JOB: Reproduce verbatim the lines of the records below, beginning with the line that contains "task | indicate the wooden support" and continuing through the last line of the records.

ENTRIES:

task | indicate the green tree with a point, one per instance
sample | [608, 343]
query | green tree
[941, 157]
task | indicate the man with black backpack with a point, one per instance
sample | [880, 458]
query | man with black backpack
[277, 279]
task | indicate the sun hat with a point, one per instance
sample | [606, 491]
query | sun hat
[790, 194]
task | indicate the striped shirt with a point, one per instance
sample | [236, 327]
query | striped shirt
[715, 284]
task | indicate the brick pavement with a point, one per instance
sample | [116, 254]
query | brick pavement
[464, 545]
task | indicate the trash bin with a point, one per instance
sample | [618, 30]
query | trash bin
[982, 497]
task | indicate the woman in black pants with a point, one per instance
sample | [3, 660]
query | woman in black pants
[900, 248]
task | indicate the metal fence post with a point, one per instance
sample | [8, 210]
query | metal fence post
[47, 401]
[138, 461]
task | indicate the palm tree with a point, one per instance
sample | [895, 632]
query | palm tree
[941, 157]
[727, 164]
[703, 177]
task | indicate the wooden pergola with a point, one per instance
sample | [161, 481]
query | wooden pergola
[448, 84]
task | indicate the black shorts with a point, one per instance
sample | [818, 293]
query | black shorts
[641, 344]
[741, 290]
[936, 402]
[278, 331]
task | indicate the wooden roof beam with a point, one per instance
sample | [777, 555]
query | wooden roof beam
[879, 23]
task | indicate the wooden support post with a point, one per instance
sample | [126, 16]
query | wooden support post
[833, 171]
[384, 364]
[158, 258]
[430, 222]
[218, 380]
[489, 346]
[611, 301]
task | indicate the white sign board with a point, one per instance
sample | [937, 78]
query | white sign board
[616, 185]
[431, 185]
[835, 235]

CORRECT RESULT:
task | indicate the wooden support post with a point, one per instance
sample | [126, 16]
query | wooden support post
[833, 171]
[384, 364]
[158, 258]
[430, 222]
[218, 380]
[489, 346]
[611, 301]
task | indicate the white sign board with a point, one per instance
sample | [937, 78]
query | white sign board
[616, 185]
[431, 185]
[835, 235]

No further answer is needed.